All that is needed is the line containing "Question. Indicate one point on each instance of the hillside" together with each line after it, transcribed exactly to the end of the records.
□ □ □ □ □
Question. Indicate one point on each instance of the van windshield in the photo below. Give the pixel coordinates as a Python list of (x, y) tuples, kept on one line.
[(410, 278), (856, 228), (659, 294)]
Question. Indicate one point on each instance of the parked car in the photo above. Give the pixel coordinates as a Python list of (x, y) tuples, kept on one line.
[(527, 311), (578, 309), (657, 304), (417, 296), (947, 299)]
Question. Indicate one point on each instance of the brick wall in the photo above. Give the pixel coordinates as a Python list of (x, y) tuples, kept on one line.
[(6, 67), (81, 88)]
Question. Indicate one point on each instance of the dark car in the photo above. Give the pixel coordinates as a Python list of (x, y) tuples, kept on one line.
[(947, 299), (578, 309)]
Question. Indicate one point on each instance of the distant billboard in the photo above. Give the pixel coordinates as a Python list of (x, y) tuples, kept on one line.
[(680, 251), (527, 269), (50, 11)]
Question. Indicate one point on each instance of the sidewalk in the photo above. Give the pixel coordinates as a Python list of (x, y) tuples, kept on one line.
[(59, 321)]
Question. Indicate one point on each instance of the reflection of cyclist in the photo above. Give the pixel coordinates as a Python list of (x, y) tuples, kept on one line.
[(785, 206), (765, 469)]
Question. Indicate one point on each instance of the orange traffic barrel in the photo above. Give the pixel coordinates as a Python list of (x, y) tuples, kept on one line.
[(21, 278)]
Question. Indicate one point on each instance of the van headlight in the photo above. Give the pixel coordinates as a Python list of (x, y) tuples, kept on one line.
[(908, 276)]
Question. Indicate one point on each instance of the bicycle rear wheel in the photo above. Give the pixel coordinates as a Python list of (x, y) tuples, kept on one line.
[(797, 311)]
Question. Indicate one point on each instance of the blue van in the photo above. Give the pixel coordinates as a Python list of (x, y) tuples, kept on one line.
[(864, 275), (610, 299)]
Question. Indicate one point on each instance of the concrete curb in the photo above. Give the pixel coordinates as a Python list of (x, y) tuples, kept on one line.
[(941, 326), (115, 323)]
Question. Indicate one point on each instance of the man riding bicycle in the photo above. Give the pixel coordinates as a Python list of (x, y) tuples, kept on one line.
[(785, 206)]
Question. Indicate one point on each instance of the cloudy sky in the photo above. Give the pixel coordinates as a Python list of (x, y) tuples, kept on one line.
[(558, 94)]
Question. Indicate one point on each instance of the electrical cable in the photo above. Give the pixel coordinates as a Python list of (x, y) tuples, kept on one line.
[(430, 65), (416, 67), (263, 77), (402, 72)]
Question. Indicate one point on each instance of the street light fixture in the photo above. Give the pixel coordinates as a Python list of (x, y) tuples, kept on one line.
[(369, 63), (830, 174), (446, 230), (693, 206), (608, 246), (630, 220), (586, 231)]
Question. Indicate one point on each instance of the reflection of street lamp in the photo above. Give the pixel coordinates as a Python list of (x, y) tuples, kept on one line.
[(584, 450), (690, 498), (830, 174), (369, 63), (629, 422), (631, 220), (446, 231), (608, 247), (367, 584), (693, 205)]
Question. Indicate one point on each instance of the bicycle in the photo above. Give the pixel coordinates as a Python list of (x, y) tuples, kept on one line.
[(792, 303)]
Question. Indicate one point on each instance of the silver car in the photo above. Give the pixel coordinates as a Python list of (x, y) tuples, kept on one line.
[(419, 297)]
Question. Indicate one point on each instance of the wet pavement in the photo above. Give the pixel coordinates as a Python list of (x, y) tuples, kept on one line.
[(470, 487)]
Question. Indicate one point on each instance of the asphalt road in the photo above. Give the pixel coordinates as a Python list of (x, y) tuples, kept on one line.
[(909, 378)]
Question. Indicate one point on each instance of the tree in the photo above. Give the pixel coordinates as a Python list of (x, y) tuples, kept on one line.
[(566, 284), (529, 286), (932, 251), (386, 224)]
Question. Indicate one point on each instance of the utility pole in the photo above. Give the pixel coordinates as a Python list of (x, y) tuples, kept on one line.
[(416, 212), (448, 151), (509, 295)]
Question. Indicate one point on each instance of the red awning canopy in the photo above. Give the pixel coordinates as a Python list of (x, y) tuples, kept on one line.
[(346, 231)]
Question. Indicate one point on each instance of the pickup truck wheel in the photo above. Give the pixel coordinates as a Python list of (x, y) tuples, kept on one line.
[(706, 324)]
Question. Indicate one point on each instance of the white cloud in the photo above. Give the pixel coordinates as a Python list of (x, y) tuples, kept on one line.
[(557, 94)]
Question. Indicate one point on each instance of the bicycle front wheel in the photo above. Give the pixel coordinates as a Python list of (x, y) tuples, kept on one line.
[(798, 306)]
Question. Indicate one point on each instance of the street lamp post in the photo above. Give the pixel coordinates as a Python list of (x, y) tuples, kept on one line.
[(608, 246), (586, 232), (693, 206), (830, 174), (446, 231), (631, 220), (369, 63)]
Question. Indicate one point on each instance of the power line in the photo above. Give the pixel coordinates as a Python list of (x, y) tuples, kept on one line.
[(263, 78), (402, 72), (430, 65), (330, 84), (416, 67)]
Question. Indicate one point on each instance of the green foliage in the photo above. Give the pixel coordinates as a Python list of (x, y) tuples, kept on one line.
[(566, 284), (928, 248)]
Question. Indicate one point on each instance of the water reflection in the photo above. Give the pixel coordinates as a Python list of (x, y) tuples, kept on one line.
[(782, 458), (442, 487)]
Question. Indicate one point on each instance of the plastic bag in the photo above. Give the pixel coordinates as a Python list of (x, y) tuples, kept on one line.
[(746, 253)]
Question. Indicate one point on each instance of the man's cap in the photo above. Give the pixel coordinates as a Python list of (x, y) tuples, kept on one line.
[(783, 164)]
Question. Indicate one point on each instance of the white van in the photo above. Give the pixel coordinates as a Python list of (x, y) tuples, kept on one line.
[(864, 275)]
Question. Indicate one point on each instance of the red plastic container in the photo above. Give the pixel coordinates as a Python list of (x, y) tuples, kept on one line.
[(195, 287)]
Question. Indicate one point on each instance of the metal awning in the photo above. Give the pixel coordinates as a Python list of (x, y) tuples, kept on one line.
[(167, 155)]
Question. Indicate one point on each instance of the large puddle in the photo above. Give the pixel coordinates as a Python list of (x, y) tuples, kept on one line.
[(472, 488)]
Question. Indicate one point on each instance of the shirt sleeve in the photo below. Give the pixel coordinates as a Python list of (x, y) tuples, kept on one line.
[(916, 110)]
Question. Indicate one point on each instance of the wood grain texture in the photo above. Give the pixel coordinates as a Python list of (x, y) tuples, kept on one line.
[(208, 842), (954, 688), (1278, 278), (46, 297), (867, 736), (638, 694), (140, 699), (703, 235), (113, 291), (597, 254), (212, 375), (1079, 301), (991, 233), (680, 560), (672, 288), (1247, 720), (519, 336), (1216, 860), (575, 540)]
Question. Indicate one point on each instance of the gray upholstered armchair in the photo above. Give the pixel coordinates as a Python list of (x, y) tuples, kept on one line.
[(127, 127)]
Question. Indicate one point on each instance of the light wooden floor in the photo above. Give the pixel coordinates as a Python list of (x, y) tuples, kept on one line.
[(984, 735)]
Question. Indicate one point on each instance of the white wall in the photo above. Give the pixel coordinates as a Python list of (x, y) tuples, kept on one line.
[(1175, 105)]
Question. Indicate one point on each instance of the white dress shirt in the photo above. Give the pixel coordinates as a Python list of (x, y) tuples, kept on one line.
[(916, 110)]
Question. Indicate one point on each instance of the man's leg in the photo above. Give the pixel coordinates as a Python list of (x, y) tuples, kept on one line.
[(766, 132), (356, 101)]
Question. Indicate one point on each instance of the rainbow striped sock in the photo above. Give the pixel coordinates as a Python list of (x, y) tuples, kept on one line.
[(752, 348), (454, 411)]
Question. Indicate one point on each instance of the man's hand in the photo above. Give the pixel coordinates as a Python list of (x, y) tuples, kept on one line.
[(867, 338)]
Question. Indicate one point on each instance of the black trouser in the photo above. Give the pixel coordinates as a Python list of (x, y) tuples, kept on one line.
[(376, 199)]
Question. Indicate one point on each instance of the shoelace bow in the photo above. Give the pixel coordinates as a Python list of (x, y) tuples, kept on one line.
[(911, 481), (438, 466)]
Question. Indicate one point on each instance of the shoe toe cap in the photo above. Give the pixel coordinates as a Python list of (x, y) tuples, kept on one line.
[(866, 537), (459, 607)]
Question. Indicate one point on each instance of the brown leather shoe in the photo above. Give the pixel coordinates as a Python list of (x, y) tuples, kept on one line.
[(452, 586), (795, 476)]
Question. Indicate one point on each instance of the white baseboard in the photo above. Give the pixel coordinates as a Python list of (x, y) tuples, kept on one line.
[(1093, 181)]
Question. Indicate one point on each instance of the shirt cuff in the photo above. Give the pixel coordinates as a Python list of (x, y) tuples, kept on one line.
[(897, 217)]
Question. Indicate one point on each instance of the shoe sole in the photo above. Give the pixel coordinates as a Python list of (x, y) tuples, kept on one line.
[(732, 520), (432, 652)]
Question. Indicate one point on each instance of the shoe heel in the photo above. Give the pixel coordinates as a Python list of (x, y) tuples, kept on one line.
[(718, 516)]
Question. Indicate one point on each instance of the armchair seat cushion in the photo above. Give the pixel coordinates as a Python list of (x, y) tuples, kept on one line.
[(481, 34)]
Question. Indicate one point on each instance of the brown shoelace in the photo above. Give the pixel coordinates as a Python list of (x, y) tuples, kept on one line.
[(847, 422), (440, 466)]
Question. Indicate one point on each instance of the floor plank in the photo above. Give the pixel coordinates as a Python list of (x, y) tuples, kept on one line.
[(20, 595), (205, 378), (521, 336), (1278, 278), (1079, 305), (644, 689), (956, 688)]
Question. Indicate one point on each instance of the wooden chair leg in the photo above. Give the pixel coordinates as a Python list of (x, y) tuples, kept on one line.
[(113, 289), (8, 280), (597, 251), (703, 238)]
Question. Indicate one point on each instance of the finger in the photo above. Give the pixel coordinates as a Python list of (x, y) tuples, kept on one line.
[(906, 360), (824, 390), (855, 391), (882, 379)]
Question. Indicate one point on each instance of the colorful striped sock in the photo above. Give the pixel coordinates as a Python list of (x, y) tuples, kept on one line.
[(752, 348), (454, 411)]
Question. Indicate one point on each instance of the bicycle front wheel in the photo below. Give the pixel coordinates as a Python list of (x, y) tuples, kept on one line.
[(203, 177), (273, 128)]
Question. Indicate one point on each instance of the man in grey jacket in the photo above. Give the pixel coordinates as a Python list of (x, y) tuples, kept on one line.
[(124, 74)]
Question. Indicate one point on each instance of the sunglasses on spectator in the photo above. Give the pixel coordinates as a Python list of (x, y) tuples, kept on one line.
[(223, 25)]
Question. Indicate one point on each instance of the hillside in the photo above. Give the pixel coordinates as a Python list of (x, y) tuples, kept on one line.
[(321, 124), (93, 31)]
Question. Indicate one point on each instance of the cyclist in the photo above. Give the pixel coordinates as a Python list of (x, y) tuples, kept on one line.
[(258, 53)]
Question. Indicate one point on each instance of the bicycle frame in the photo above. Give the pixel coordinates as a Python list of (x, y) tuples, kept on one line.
□ □ □ □ □
▸ **ANSWER FOR THIS EXERCISE**
Question. Indicate one point on each instance of the hillside in the photo above. Give the pixel coordinates as a Python list of (x, y) tuples, kept on one line.
[(321, 124), (93, 31)]
Question. Indicate one point on each instance of the cyclist in the photo above. Give the pixel coordinates as a Python list of (x, y) tuples, kept on one line.
[(258, 53)]
Question. Indicate one point on each instance of the bicycle frame in the photo above. Give the pixel coordinates as a Python list of (x, y) tuples, kept on one line.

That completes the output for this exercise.